##### Source text
Exhibit 5.01

                      SOUTH CAROLINA ELECTRIC & GAS COMPANY
                                1426 Main Street
                         Columbia, South Carolina 29201



                                             September 12,  2003



Securities and Exchange Commission
450 Fifth Street, NW
Washington, DC  20549

Ladies and Gentlemen:

         I refer to the proposed issue and sale from time to time in one or more
series of up to $600,000,000 principal amount of First Mortgage Bonds (the
"Bonds") by South Carolina Electric & Gas Company (the "Company"), with respect
to which the Company proposes to file a Registration Statement on Form S-3 with
the Securities and Exchange Commission under the Securities Act of 1933, as
amended, and Rule 415 thereof.

         In connection therewith, I have examined (a) the Registration
Statement, proposed to be filed as of the date hereof (the "Registration
Statement"), to which this opinion is attached as an exhibit; (b) the Indenture,
dated as of January 1, 1945, made by South Carolina Power Company to Central
Hanover Bank and Trust Company (now JPMorgan Chase Bank), as trustee, as
supplemented by three supplemental indentures thereto executed by South Carolina
Power Company and by fifty supplemental indentures thereto executed by the
Company (the "Class A Mortgage"); (c) the Indenture dated as of April 1, 1993
between the Company and NationsBank of Georgia, National Association (now The
Bank of New York), as trustee, as supplemented by two supplemental indentures
thereto executed by the Company (the "Mortgage"); and (d) such other corporate
documents, proceedings and matters of law as I have considered necessary.

         Based on the foregoing, I am of the opinion that, with respect to the
Bonds of each series, when (a) the Registration Statement, and any amendments
thereto, have become effective under the Securities Act of 1933, as amended, (b)
##########
Task statement: Continue the opinion letter on the South Carolina Electric & Gas bonds from the point at which it ends. The material that comes next is not needed for this work.
##### Records shown
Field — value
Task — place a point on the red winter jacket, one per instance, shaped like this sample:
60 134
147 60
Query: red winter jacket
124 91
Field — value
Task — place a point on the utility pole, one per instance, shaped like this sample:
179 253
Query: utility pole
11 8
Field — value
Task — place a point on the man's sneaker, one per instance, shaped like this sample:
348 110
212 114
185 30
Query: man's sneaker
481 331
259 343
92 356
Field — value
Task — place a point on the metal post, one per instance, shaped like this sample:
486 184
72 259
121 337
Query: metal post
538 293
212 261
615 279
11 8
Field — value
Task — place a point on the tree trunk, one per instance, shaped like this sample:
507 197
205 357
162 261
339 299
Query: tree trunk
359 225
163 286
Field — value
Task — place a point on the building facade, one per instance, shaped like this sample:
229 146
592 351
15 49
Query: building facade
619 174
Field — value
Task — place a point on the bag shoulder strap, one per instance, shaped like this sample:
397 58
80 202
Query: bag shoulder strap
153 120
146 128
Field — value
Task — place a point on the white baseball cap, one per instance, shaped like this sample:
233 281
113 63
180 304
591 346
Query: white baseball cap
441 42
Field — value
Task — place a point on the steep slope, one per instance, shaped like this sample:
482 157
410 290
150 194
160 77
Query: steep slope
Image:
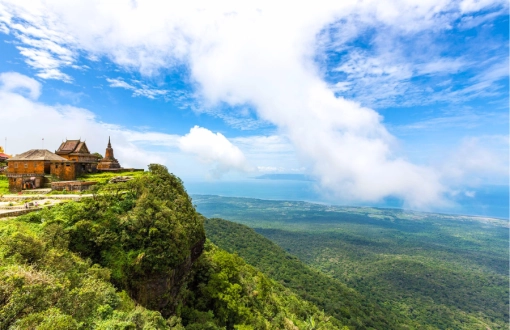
133 257
329 294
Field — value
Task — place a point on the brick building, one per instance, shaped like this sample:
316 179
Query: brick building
30 169
77 151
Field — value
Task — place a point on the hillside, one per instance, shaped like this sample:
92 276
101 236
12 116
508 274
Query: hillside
329 294
135 257
430 270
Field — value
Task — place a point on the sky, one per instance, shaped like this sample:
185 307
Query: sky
370 99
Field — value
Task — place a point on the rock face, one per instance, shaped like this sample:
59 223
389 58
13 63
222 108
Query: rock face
161 292
149 237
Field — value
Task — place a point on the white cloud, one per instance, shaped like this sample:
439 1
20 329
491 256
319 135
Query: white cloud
247 54
15 82
213 149
138 88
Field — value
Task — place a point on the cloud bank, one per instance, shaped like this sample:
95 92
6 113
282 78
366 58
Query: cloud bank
262 55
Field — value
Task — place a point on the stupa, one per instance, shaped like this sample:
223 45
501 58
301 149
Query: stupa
108 163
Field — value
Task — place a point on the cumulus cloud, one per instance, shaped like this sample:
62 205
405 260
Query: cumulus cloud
213 149
257 54
15 82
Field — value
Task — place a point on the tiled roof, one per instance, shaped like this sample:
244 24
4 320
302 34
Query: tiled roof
68 146
38 154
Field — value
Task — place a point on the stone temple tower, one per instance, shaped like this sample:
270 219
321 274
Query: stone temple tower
108 162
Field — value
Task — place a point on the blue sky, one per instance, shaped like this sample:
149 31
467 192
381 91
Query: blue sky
372 99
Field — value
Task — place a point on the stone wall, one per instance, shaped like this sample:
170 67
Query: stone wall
72 185
64 171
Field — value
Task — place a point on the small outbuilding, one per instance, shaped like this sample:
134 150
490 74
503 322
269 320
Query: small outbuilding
30 169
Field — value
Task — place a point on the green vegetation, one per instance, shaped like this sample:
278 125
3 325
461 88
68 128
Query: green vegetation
430 270
104 177
329 294
226 292
132 257
4 185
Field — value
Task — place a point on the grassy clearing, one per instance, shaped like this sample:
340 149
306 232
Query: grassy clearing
104 177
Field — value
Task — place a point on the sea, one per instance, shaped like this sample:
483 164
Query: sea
487 201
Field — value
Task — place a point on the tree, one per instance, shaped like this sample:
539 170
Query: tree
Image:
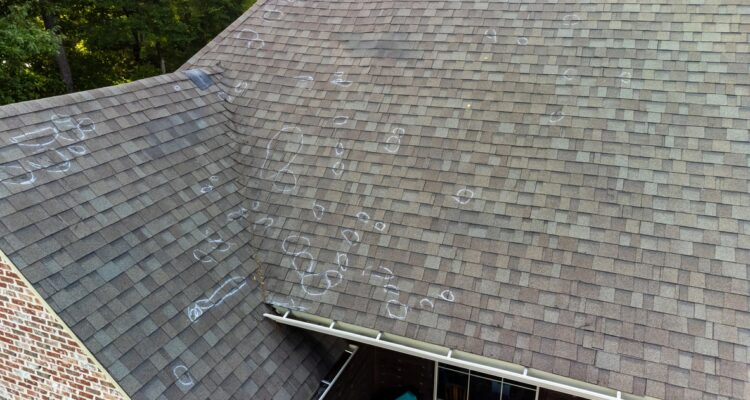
25 47
107 42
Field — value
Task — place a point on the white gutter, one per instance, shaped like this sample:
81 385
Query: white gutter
341 371
445 359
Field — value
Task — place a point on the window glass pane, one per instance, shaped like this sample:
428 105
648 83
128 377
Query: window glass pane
546 394
452 385
516 383
455 368
513 392
484 389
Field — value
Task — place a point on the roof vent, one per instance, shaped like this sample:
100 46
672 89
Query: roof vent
200 78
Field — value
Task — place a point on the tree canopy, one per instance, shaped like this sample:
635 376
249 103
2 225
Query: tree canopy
50 47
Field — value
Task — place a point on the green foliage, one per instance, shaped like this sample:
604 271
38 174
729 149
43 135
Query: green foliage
107 42
25 50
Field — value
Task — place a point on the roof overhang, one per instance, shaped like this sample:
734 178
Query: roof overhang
445 355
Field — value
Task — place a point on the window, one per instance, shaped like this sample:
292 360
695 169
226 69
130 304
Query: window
461 384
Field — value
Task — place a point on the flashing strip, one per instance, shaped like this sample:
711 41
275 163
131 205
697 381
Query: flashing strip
298 319
48 309
341 371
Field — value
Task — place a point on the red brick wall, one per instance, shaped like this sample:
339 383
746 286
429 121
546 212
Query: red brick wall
39 358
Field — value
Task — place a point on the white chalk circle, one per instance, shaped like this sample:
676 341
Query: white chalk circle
339 149
491 35
296 241
330 280
625 77
425 303
380 226
363 217
283 179
463 196
318 211
77 150
351 237
203 257
183 377
253 39
338 168
303 258
304 81
392 144
569 74
556 116
342 260
571 20
272 15
340 120
447 295
396 309
266 222
239 214
340 80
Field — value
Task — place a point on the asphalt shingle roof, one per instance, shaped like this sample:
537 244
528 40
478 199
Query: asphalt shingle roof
555 184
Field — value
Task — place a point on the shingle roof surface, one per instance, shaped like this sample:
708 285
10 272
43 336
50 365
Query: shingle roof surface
561 185
123 207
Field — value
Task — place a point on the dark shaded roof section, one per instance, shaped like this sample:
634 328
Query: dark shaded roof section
559 185
556 184
123 207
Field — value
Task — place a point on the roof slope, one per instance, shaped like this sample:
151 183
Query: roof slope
559 185
122 206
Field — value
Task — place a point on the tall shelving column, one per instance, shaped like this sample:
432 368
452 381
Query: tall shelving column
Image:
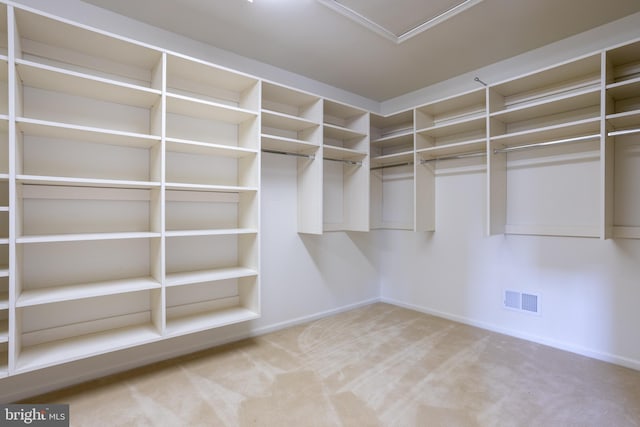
346 168
212 196
554 189
445 129
392 179
292 124
88 239
5 185
621 110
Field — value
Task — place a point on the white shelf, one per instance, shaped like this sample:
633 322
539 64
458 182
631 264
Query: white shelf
53 238
204 321
453 149
4 331
552 230
339 132
205 80
208 149
83 346
4 300
460 125
85 182
193 107
60 80
340 153
286 121
561 130
402 136
289 145
625 119
620 232
202 276
210 232
80 291
624 89
66 131
207 187
405 156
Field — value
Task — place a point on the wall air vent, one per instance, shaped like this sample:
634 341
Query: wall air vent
522 301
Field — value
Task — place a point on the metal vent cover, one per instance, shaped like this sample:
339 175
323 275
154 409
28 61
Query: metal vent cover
522 301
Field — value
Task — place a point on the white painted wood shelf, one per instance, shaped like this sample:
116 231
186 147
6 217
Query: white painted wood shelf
346 182
179 279
292 124
128 156
40 296
622 141
136 171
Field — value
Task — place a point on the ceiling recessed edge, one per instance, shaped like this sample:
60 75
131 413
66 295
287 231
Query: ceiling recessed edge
338 7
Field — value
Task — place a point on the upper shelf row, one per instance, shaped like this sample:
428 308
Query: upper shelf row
56 56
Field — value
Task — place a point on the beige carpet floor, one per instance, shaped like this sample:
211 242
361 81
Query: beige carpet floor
375 366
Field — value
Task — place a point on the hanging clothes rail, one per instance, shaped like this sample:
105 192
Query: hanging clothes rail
308 156
349 162
454 157
547 143
394 165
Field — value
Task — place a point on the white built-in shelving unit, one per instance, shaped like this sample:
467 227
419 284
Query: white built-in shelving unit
130 177
392 171
553 189
346 168
621 110
292 125
445 129
129 193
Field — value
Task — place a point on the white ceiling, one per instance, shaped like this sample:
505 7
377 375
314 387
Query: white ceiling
308 38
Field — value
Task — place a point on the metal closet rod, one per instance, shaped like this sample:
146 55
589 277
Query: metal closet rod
312 157
623 132
286 153
435 159
547 143
349 162
455 157
393 165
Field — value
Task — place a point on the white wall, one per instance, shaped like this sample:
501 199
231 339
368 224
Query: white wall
588 288
97 18
614 33
302 278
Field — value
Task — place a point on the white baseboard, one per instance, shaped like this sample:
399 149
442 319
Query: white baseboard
583 351
41 385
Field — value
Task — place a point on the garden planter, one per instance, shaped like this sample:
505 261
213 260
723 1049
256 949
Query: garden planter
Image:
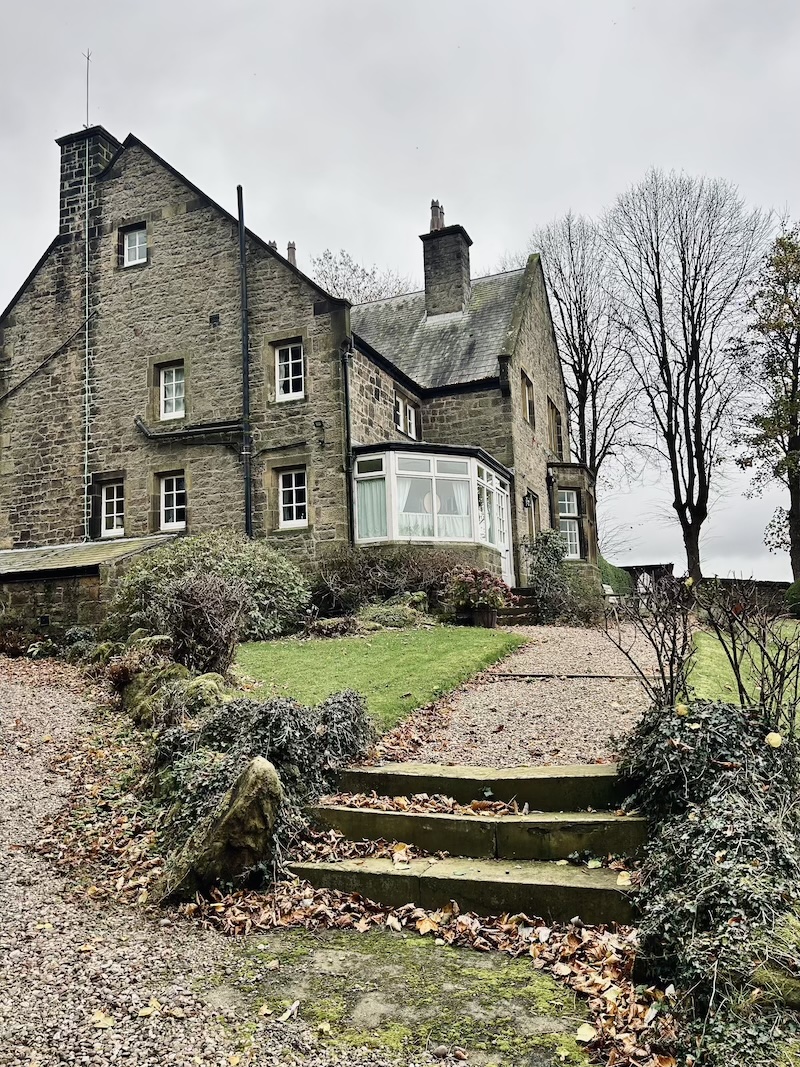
##########
Final result:
the Mortgage has been qualified under the Trust Indenture Act of 1939, as
amended, (c) an appropriate order relating to such Bonds has been obtained from
The Public Service Commission of South Carolina, (d) the Board of Directors of
the Company has authorized the issuance and sale of the Bonds of such series,
(e) a prospectus supplement relating to such series has been filed with the
Securities and Exchange Commission and (f) the Bonds of such series have been
duly executed, authenticated, issued and delivered in accordance with the
Mortgage and the corporate and governmental authorizations aforesaid, the Bonds
of such series will be duly authorized and will constitute legal, valid and
binding obligations of the Company and will be entitled to the benefits and
security of the Mortgage.

         I hereby consent to the filing of this opinion with the Registration
Statement and to the reference to me under the caption "Legal Opinions" included
therein.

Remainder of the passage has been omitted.